▸ Records for this exercise:
▬▬▬

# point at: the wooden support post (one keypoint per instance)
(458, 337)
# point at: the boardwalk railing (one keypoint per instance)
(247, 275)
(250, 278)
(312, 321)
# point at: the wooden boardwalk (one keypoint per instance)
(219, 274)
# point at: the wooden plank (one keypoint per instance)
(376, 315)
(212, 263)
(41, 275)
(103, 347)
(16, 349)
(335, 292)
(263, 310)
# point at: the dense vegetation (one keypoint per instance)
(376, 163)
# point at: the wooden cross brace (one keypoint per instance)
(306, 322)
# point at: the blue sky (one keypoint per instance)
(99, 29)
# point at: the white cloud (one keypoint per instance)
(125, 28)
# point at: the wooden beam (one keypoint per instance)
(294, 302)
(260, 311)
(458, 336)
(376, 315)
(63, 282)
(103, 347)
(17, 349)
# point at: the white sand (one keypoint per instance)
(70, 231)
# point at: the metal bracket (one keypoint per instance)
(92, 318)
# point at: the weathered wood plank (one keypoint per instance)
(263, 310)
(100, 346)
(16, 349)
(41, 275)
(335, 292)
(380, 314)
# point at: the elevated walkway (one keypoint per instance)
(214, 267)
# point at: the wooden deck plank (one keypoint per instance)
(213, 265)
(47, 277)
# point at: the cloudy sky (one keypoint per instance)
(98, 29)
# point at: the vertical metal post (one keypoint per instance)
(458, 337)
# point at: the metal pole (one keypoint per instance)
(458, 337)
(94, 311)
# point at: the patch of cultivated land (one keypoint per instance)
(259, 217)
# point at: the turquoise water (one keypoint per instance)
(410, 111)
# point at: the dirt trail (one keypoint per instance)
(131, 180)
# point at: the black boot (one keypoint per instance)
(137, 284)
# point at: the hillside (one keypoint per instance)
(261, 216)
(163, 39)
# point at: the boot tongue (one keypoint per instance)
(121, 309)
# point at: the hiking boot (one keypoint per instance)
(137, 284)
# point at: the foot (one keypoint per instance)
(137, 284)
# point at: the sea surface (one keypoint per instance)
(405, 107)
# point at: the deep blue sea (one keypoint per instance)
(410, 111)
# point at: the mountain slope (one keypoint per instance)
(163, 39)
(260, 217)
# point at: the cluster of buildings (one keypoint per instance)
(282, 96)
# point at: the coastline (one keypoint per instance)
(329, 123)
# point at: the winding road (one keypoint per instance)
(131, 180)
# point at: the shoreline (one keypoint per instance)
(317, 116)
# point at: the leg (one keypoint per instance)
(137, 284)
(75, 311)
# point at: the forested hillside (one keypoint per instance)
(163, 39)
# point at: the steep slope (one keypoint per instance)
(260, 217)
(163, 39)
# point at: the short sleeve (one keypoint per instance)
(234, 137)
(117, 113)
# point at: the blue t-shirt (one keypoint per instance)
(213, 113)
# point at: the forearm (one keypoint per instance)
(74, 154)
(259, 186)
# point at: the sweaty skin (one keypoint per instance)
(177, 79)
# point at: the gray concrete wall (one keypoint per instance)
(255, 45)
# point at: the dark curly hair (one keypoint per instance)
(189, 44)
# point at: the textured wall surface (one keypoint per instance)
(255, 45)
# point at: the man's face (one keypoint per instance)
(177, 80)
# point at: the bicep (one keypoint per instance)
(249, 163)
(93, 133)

▬▬▬

▸ Task goal: Copy all of the entries above line for line, without changing anything and keeping the same order.

▸ Task result:
# point at: the wooden support post (one keypoint per instance)
(458, 337)
# point at: the boardwalk railing (one keypoint per instance)
(247, 275)
(250, 278)
(312, 321)
# point at: the wooden boardwalk (one keypoint per instance)
(219, 274)
# point at: the wooden plank (one keypoint per instance)
(376, 315)
(212, 263)
(41, 275)
(103, 347)
(16, 349)
(335, 292)
(263, 310)
# point at: the dense vegetation (one keypoint per instance)
(376, 163)
# point at: the wooden cross brace (one keypoint per instance)
(306, 322)
# point at: the blue sky (one keypoint per instance)
(99, 29)
# point at: the white cloud (one keypoint per instance)
(125, 28)
# point at: the wooden beam (one keypoint per instance)
(294, 302)
(260, 311)
(458, 336)
(376, 315)
(63, 282)
(103, 347)
(17, 349)
# point at: the white sand (one keypoint per instance)
(70, 231)
# point at: the metal bracket (one keypoint per instance)
(92, 318)
# point at: the weathered wood plank (one keypoint per instance)
(263, 310)
(100, 346)
(16, 349)
(41, 275)
(335, 292)
(380, 314)
# point at: the elevated walkway (one keypoint per instance)
(214, 267)
# point at: the wooden deck plank (one keypoint per instance)
(213, 265)
(47, 277)
# point at: the cloudy sky (one keypoint per instance)
(98, 29)
# point at: the vertical metal post (one keypoint per instance)
(458, 337)
# point at: the metal pole (one keypoint per instance)
(458, 337)
(94, 311)
# point at: the patch of cultivated land (one keypoint per instance)
(259, 217)
# point at: the turquoise water (one keypoint per instance)
(410, 111)
# point at: the dirt trail (one keypoint per instance)
(131, 180)
# point at: the black boot (one keypoint per instance)
(137, 284)
# point at: the hillside (one keypoint per instance)
(261, 216)
(163, 39)
# point at: the boot tongue (one keypoint per instance)
(121, 309)
# point at: the hiking boot (one keypoint per instance)
(137, 284)
# point at: the foot (one keypoint per instance)
(137, 284)
# point at: the sea surface (one keypoint per instance)
(405, 107)
# point at: the deep blue sea (one keypoint per instance)
(410, 111)
# point at: the mountain slope (one keypoint per instance)
(163, 39)
(260, 217)
# point at: the cluster of buildings (one keypoint per instance)
(282, 96)
# point at: the coastline (one keypoint per instance)
(329, 123)
# point at: the winding road (one keypoint per instance)
(131, 180)
# point at: the shoreline (one keypoint per instance)
(317, 116)
# point at: the leg (one keypoint per instance)
(137, 284)
(75, 311)
# point at: the forested hillside (one keypoint per instance)
(163, 39)
# point at: the steep slope (one keypoint per instance)
(260, 217)
(163, 39)
# point at: the short sleeve (one keypoint per instance)
(234, 137)
(117, 113)
# point at: the blue t-shirt (one keypoint per instance)
(213, 113)
# point at: the forearm (one keypoint per instance)
(74, 154)
(259, 186)
# point at: the sweaty skin (one keypoint per instance)
(177, 79)
# point at: the gray concrete wall (one keypoint per instance)
(255, 45)
# point at: the dark curly hair (one keypoint per instance)
(189, 44)
# point at: the textured wall surface (one keypoint per instance)
(255, 45)
# point at: the man's face (one keypoint per instance)
(177, 80)
# point at: the bicep (one keypoint per instance)
(249, 163)
(93, 133)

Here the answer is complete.